PROBLEM DETAILS: Write out the listing below from the line containing "Note: indicate every instance of the can" to its last line, unaltered, ends included.

Point annotation dataset records:
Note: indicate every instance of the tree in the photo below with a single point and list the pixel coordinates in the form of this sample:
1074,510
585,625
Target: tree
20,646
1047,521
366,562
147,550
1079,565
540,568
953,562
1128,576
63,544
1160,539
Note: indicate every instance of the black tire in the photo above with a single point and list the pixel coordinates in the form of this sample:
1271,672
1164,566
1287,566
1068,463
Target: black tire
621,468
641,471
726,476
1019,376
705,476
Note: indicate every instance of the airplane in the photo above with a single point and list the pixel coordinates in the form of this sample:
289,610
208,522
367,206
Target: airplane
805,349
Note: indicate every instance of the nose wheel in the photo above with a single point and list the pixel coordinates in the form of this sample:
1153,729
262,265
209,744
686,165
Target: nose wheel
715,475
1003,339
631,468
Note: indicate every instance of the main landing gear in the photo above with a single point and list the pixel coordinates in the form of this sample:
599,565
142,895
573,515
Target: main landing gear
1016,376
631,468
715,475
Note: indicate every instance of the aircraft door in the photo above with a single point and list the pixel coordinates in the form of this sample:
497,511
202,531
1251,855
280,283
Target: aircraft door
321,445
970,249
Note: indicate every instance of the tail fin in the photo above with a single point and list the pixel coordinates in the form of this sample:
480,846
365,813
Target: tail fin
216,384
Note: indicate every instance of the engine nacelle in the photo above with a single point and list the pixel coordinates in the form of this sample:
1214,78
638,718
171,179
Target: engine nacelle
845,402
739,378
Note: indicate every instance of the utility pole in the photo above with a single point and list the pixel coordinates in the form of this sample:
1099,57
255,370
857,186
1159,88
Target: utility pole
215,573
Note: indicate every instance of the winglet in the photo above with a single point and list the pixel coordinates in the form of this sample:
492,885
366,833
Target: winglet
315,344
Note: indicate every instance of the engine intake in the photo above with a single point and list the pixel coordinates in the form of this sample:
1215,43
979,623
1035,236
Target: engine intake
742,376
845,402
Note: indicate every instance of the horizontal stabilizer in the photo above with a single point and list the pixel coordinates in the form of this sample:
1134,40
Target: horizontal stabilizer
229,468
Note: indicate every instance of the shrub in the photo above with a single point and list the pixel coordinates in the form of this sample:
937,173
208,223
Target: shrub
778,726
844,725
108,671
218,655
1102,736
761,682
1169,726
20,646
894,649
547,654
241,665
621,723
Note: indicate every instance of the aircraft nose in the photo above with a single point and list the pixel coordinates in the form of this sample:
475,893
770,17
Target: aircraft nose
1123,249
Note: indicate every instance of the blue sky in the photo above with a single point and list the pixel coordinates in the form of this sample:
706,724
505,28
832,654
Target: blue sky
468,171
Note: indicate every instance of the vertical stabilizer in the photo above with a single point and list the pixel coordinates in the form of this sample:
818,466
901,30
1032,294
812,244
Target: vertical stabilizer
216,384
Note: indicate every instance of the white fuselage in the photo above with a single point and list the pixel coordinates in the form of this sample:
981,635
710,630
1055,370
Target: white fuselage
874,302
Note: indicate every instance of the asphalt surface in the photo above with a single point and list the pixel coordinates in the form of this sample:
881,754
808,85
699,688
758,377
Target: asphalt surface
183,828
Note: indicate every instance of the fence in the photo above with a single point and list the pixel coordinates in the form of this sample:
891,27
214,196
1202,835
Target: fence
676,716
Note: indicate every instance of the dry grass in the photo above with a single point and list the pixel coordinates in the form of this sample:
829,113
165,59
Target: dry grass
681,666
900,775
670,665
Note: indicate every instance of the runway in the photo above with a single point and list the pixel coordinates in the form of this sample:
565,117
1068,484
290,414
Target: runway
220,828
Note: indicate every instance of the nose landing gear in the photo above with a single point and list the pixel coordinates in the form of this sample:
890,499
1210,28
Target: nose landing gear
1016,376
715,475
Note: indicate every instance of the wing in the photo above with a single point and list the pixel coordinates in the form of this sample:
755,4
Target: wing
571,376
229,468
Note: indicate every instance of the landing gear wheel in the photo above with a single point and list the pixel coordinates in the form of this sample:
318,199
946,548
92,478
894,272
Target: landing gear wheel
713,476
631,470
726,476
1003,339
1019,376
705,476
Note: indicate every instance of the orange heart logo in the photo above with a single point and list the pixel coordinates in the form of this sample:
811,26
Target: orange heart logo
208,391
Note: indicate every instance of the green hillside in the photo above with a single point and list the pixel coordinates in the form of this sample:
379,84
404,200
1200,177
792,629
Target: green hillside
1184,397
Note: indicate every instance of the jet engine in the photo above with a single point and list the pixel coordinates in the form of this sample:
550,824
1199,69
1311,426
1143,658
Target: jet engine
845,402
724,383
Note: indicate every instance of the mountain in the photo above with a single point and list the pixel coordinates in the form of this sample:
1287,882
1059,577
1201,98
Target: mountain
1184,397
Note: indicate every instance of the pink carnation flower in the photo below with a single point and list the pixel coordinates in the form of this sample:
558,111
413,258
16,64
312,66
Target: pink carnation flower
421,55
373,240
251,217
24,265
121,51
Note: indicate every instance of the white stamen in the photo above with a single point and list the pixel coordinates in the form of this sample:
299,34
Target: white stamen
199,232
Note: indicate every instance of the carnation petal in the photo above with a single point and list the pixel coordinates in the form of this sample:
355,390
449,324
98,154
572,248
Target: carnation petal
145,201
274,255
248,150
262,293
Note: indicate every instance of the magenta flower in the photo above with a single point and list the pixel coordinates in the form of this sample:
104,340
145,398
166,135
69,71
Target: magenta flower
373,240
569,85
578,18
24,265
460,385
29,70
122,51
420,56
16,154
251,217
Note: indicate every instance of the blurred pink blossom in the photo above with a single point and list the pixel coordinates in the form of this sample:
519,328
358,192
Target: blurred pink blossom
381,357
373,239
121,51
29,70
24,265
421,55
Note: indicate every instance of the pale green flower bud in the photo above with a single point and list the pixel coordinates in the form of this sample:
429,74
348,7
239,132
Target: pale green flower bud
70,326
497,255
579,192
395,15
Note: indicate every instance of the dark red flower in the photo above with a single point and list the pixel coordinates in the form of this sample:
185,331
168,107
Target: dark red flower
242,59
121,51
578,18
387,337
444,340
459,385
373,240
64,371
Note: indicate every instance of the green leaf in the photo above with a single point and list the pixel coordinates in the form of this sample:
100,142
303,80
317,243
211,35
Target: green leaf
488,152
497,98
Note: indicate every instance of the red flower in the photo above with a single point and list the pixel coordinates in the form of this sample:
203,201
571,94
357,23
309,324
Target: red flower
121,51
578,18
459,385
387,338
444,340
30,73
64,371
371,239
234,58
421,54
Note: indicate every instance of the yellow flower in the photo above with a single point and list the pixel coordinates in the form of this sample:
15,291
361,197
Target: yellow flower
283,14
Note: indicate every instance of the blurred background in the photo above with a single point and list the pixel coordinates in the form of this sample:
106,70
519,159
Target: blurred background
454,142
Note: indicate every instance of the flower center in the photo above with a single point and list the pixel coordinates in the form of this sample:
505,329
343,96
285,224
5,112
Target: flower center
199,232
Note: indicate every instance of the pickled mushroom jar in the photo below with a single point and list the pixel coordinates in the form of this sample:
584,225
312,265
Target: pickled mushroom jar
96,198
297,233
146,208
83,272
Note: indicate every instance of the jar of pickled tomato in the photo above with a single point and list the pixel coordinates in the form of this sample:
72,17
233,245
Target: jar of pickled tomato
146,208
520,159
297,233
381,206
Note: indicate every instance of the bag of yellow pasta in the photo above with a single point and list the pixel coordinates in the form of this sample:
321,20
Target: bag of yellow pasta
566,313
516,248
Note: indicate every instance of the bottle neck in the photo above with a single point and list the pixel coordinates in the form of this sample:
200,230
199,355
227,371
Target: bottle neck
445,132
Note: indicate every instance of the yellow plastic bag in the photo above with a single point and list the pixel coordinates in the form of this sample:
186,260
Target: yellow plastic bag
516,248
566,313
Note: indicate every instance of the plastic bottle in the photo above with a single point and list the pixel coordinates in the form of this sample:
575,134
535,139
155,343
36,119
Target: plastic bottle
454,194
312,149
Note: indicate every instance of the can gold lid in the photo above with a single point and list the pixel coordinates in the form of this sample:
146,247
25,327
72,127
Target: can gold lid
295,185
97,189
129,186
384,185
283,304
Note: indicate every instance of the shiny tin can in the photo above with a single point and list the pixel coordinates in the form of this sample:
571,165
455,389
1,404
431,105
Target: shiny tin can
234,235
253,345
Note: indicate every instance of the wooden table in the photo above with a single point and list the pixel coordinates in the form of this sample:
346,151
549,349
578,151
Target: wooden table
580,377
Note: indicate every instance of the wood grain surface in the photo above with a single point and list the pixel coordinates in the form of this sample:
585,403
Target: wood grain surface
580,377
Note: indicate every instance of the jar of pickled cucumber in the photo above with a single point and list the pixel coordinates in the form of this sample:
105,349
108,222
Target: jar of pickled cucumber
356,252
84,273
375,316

SOLUTION TO THE PROBLEM:
Note: indicate every instance of the can gold lid in the photo above with a single point and list the pixel coordinates in the form of this sample:
146,247
25,327
72,127
Target: can gold lid
295,185
97,189
129,186
384,185
283,304
Note: indicate every instance of the shiny tin can in the photo above with a single point and list the pixel coordinates in the form of this sample:
571,165
455,389
1,404
431,105
Target: shiny tin can
234,235
253,345
Note: indicate every instance of the wooden table in the photo above with a single point and list the pixel coordinates in the form of this sample:
346,151
549,349
578,151
Target: wooden table
580,377
Note: indicate every instance of the wood grain surface in the photo above with a single point and list the pixel coordinates in the form of this sample:
585,403
Target: wood grain surface
580,377
Note: indicate every instance of the jar of pickled cucumber in the photo above with a single point and list the pixel coordinates in the form of this sample:
105,349
108,222
Target: jar of pickled cucumber
356,252
84,273
375,316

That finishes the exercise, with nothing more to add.